Extract ::
* * * * * * * * *

Opinion
NOT TO BE PUBLISHED
APPEAL from the Superior Court of Riverside County, No. RIF151949, James T. Warren, Judge. (Retired judge of the Riverside Super. Ct. assigned by the Chief Justice pursuant to art. VI, § 6 of the Cal. Const.) Affirmed.
Steven S. Lubliner, under appointment by the Court of Appeal, for Defendant and Appellant.
No appearance for Plaintiff and Respondent.
OPINION
RAMIREZ, P. J.
Defendant and appellant Michael Luca Spinella appeals from his conviction and sentence following a guilty plea. We affirm.
FACTUAL AND PROCEDURAL BACKGROUND
Pursuant to a written plea agreement, defendant pled guilty on October 28, 2009, to one count of forgery. (Pen. Code, § 475, subd. (b).) At the time of his guilty plea, the court amended the complaint to add a prior strike allegation. Defendant then admitted the prior strike. All remaining counts and allegations were dismissed and stricken, including two prior prison terms within the meaning of section 667.5, subdivision (b). On April 9, 2010, the trial court followed the plea agreement and sentenced defendant to state prison for 32 months; 16 months doubled as a result of the strike.
All further statutory references are to the Penal Code unless otherwise indicated.
Defendant filed a notice of appeal on May 3, 2010. Along with his appeal, defendant requested a certificate of probable cause, which was granted by the trial court. We appointed counsel to represent defendant on appeal.

* * * * * * * * *

Provided data ::
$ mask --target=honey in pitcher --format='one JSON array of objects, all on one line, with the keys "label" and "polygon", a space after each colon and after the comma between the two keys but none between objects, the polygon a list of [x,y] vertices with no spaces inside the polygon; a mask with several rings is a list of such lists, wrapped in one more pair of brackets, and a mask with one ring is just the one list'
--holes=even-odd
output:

* * * * * * * * *

What you need to do ::
**a.** List every calendar date given in the court opinion.
**b.** Pick up the court opinion after its last sentence and continue writing it.
You won't need the listing for these tasks.

Responses to the exercise ::
**a.** October 28, 2009; April 9, 2010; May 3, 2010

**b.**
Appointed counsel on appeal filed a brief under People v. Wende (1979) 25 Cal.3d 436 and Anders v. California (1967) 386 U.S. 738, setting forth the facts and procedural history, raising no specific issues, and requesting this court to conduct an independent review of the record. On October 25, 2010, we offered defendant an opportunity to file a personal supplemental brief. Defendant filed a supplemental brief on November 15, 2010. On November 30, 2010, defendant also filed a request to amend his supplemental brief to add another page of argument, and this document was filed in the record.
DISCUSSION
Defendant contends his attorney was ineffective because she refused his request to file a motion pursuant to People v. Superior Court (Romero) (1996) 13 Cal.4th 497, asking the court to dismiss his prior strike conviction for sentencing purposes. He believes he would have prevailed on a Romero motion because the prior conviction was actually a “wobbler, ” which was treated as a misdemeanor and would therefore not qualify as a strike. He also contends there were grounds for a motion to dismiss the strike because the prior conviction was 18 years old and his involvement in the offense was minimal. In support of his argument, defendant cites the transcripts, police reports and probation reports from this prior case.
A wobbler is “ ‘an offense which may be charged and punished as either a felony or a misdemeanor.’ [Citations.]” (People v. Statum (2002) 28 Cal.4th 682, 699.) “[T]he characterization of the crime is dependent upon the actual punishment imposed. [Citation.] When a defendant is sentenced to state prison, the offense is a felony; when the defendant is sentenced to county jail, the offense is a misdemeanor. [Citations.]” (People v. Terry (1996) 47 Cal.App.4th 329, 332.)
Whether a wobbler is a misdemeanor or a felony for purposes of the “Three Strikes” law is generally controlled by subdivision (b) of section 17 and subdivision (d)(1) of section 667. Under subdivision (b) of section 17, an offense characterized by statute as a wobbler is only a misdemeanor for all purposes under certain circumstances, such as when the punishment imposed “[a]fter a judgment” is something “other than imprisonment in the state prison.” (§ 17, subd. (b)(1).) Under subdivision (b)(3) of section 17, a wobbler is a misdemeanor for all purposes “[w]hen the court grants probation to a defendant without imposition of sentence and at the time of granting probation, or on application of the defendant or probation officer thereafter, the court declares the offense to be a misdemeanor.”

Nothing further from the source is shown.